▶ _DOCUMENT TEXT_:
Reputation: 53
For several hours now, I have been trying to fit a model to a (generated) dataset as a casus for a problem I've been struggling with. I generated datapoints for the function f(x) = A*cos^n(x)+b, and added some noise. When I try to fit the dataset with this function and curve_fit, I get the error
./tester.py:10: RuntimeWarning: invalid value encountered in power
return Amp*(np.cos(x))**n + b
/usr/lib/python2.7/dist-packages/scipy/optimize/minpack.py:690: OptimizeWarning: Covariance of the parameters could not be estimated category=OptimizeWarning)
The code I'm using to generate the datapoints and fit the model is the following:
#!/usr/bin/env python
from __future__ import print_function
import numpy as np
from scipy.optimize import curve_fit
from matplotlib.pyplot import figure, show, rc, plot
def f(x, Amp, n, b):
return np.real(Amp*(np.cos(x))**n + b)
x = np.arange(0, 6.28, 0.01)
randomPart = np.random.rand(len(x))-0.5
fig = figure()
sample = f(x, 5, 2, 5)+randomPart
frame = fig.add_subplot(1,1,1)
frame.plot(x, sample, label="Sample measurements")
popt, pcov = curve_fit(f, x, sample, p0=(1,1,1))
modeldata = f(x, popt[0], popt[1], popt[2])
print(modeldata)
frame.plot(x, modeldata, label="Best fit")
frame.legend()
frame.set_xlabel("x")
frame.set_ylabel("y")
show()
The noisy data is shown - see the image below.
Does any of you have a clue of what's going on? I suspect it has something to do with the power law going into the complex domain, as the real part of the function is nowhere divergent. I have tried returning only the real part of the function, setting realistic bounds in curve_fit and using a numpy array instead of a python list for p0 already as well. I'm running the latest version of scipy available to me, scipy 0.17.0-1.
Upvotes: 5
Views: 1981
Reputation: 35176
The problem is the following:
>>> (-2)**1.1
(-2.0386342710747223-0.6623924280875919j)

▶ _EXTRACTED DATA_:

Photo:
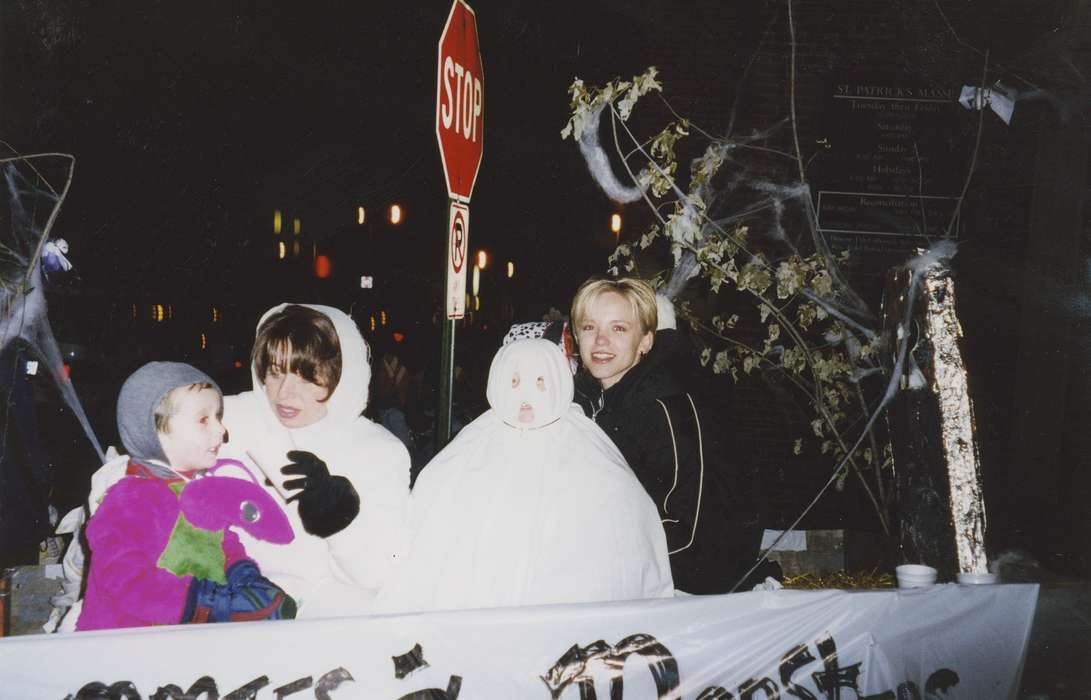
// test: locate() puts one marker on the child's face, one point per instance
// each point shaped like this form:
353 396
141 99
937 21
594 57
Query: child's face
195 433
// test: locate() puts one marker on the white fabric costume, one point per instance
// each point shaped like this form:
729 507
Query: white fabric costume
338 575
530 504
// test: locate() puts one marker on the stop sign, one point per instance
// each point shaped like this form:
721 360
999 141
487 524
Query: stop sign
459 101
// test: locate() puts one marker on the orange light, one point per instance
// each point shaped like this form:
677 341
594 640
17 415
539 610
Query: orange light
322 266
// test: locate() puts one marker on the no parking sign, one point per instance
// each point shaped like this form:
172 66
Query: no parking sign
458 231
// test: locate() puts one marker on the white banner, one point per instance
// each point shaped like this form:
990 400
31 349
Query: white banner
948 641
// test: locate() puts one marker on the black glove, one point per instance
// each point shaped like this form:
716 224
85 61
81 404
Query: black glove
326 504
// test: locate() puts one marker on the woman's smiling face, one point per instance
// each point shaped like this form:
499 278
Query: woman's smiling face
611 339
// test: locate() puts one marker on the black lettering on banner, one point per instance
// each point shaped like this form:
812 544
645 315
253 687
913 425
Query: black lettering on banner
409 662
572 667
751 686
795 659
834 678
203 686
96 690
294 687
249 691
331 680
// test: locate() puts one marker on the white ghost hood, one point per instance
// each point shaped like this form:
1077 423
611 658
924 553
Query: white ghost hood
529 384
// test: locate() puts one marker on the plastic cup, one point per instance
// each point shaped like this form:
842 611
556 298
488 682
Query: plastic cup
975 578
915 576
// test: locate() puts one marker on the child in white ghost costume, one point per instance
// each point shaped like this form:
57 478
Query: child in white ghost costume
530 504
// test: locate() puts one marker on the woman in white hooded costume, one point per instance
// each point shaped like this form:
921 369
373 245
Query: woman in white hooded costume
530 504
330 570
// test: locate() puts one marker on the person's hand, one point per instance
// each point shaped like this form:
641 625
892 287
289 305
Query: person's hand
326 504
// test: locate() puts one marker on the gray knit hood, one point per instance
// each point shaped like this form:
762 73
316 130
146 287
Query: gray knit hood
140 395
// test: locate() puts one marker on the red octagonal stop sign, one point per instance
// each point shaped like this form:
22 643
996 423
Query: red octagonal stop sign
459 101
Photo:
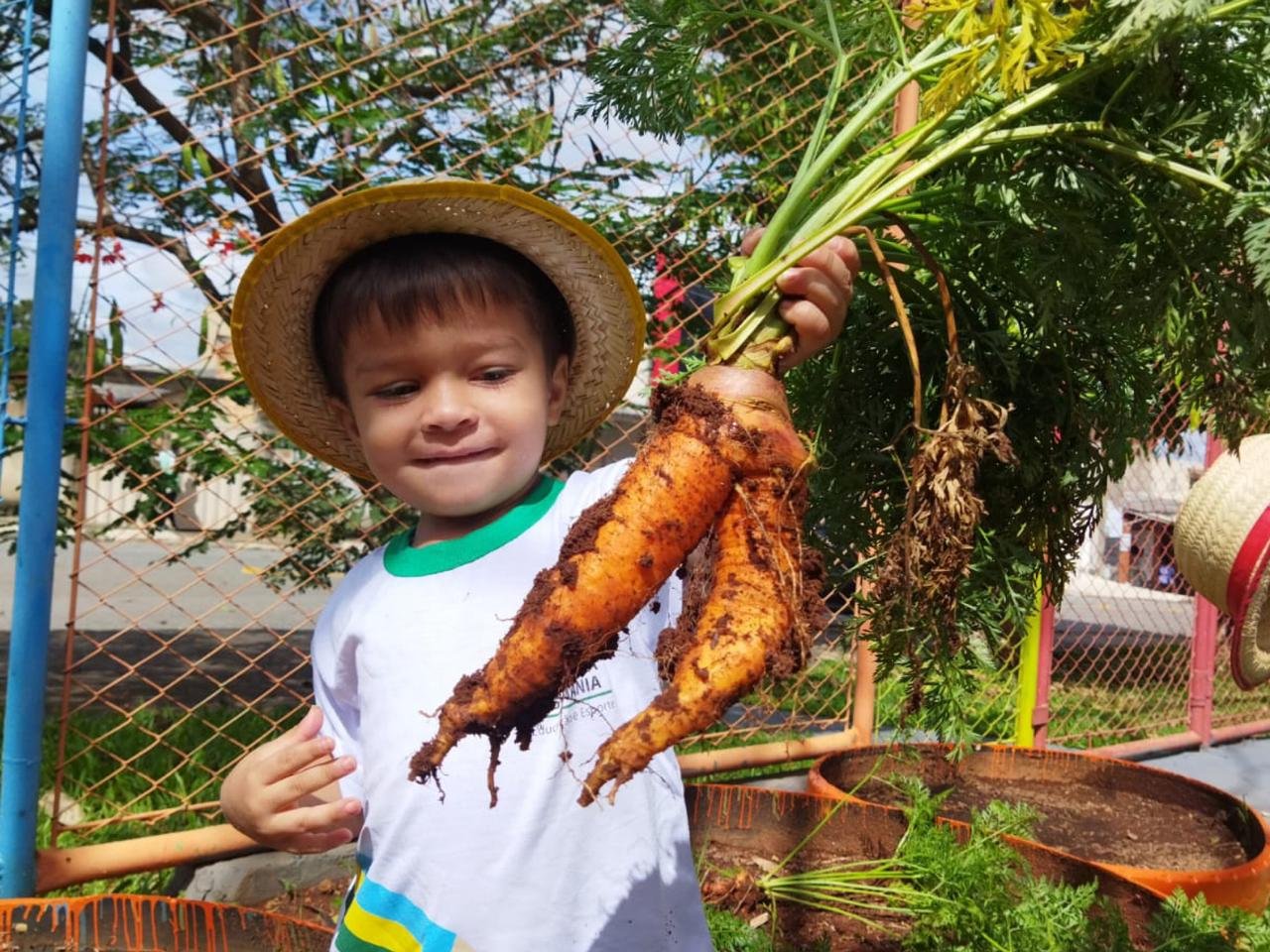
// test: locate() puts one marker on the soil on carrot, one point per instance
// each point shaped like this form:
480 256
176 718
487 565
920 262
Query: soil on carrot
729 876
1107 825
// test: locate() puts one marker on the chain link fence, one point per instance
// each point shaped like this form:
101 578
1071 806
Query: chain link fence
199 546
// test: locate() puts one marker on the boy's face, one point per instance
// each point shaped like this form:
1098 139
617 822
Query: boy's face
452 417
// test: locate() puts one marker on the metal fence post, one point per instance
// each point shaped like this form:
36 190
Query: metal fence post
1203 645
42 448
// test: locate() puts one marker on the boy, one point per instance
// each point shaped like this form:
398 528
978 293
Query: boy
444 339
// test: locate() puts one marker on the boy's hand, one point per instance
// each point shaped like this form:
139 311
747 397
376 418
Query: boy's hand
286 794
817 293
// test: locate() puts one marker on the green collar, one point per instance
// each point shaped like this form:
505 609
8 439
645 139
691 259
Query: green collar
404 560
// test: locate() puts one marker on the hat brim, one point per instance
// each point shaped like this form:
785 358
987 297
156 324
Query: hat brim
272 320
1250 638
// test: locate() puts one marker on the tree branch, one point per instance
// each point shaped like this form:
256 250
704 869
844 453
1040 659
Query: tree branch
181 134
245 59
163 241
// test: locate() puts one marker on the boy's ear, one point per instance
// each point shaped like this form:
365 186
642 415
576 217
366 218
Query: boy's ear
558 386
345 417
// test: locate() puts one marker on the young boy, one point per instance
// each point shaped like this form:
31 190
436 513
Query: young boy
444 339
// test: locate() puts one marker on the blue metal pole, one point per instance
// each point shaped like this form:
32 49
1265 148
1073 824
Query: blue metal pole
42 448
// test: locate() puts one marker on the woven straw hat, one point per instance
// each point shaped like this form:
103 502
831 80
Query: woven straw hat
1222 540
272 321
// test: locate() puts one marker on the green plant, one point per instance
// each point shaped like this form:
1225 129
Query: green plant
1080 217
1193 925
730 933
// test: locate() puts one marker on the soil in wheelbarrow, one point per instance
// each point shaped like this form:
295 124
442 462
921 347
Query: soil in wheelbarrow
1107 825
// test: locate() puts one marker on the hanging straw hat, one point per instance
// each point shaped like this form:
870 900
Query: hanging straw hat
272 321
1222 540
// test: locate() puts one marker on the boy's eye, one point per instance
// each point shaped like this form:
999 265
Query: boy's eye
395 391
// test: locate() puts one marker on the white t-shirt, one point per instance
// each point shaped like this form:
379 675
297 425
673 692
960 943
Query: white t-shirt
538 871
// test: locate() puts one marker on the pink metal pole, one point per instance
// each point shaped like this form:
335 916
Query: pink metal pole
1203 645
1044 665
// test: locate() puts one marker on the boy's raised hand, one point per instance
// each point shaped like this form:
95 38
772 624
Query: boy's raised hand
817 293
286 794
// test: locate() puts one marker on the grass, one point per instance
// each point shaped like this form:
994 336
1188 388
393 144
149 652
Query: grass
155 762
160 761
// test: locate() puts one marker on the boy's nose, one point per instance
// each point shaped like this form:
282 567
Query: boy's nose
445 408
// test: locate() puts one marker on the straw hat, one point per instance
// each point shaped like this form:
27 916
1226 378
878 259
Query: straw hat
1222 540
272 321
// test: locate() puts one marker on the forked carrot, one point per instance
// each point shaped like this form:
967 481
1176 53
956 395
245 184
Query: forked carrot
721 425
752 621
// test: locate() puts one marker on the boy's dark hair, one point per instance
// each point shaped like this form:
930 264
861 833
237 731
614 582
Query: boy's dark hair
431 276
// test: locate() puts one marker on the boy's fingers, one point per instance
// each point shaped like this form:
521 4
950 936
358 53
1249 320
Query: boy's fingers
314 823
291 788
293 758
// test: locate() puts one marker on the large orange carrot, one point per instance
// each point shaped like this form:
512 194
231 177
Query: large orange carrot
753 620
720 425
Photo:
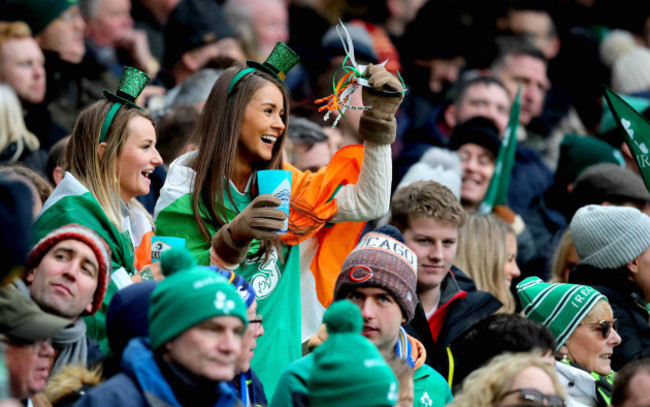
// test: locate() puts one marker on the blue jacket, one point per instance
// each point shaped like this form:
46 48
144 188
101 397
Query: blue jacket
142 384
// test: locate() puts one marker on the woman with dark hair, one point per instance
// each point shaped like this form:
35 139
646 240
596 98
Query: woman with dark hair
211 196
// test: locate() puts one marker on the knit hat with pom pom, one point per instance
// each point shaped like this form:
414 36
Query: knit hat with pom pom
348 369
187 296
629 62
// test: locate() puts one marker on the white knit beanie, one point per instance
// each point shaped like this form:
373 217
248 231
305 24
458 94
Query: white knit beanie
609 237
629 62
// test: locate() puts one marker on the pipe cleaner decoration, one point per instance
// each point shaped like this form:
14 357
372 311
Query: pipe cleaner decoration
353 79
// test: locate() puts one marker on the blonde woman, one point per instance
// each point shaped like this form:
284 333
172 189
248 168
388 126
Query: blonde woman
512 379
487 251
107 161
16 142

▶ _TASK INSTRUCTIONS_:
Transcribe everything in the curve-fitting thread from "sample = f(x, 5, 2, 5)+randomPart" down to "popt[0], popt[1], popt[2])".

▶ _EXERCISE OUTPUT_:
sample = f(x, 5, 2, 5)+randomPart
frame = fig.add_subplot(1,1,1)
frame.plot(x, sample, label="Sample measurements")
popt, pcov = curve_fit(f, x, sample, p0=(1,1,1))
modeldata = f(x, popt[0], popt[1], popt[2])